** Task directions **
Could you restate the data word for word?

Referring expression pointing data:
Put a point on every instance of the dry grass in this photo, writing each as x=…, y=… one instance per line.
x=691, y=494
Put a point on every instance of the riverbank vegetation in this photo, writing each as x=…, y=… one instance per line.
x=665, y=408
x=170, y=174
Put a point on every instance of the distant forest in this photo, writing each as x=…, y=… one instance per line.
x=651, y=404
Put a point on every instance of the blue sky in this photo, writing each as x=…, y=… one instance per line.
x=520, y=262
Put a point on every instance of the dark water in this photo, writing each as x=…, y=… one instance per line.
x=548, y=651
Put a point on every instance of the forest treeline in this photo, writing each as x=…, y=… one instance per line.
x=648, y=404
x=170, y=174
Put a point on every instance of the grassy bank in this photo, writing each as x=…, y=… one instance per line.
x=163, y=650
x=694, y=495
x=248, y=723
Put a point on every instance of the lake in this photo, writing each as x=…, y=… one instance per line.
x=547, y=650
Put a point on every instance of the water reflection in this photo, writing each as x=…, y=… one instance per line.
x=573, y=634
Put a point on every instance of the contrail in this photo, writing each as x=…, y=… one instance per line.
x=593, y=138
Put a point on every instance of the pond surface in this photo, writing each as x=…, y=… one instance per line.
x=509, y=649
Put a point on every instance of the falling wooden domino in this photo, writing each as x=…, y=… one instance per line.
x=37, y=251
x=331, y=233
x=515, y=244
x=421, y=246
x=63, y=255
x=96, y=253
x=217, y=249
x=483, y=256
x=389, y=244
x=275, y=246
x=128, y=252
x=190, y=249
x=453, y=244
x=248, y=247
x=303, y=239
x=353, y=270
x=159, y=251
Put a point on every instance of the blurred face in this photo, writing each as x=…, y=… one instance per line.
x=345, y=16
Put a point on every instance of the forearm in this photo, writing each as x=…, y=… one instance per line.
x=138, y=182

** Response area **
Put a point on every instance of the dry grass in this photo, writing each as x=…, y=… one instance per line.
x=691, y=494
Put a point on every instance of the riverbank vegetation in this photo, writing each as x=…, y=… one instance per line.
x=665, y=408
x=170, y=174
Put a point on every instance of the distant forest in this photo, writing each as x=…, y=… one instance per line.
x=651, y=404
Put a point on every instance of the blue sky in this photo, writing each as x=…, y=… one instance per line.
x=520, y=262
Put a point on every instance of the dark water in this photo, writing each as x=…, y=… one instance per line.
x=548, y=651
Put a point on every instance of the forest treeline in this photo, writing each as x=…, y=… one instance per line.
x=648, y=404
x=170, y=174
Put a point on every instance of the grassy bank in this photo, writing each as x=…, y=… one instance per line.
x=163, y=650
x=694, y=495
x=248, y=723
Put a point on every instance of the lake in this photo, writing each as x=…, y=… one instance per line.
x=547, y=650
Put a point on every instance of the water reflection in this photo, writing each as x=…, y=… one instance per line.
x=573, y=634
Put a point on every instance of the contrail in this photo, writing each as x=…, y=… one instance per line.
x=593, y=138
Put a point on every instance of the pond surface in this photo, writing each as x=…, y=… one instance per line.
x=509, y=649
Put a point on every instance of the falling wooden domino in this photo, writing each as x=…, y=… one instance per line.
x=37, y=251
x=331, y=233
x=515, y=244
x=421, y=246
x=63, y=255
x=96, y=253
x=217, y=249
x=483, y=256
x=389, y=244
x=275, y=246
x=128, y=252
x=190, y=249
x=453, y=244
x=248, y=247
x=303, y=239
x=353, y=270
x=159, y=251
Put a point on every instance of the blurred face in this photo, writing each as x=…, y=… one instance per line.
x=345, y=16
Put a point on every instance of the forearm in this photo, writing each as x=…, y=… one instance per line.
x=138, y=182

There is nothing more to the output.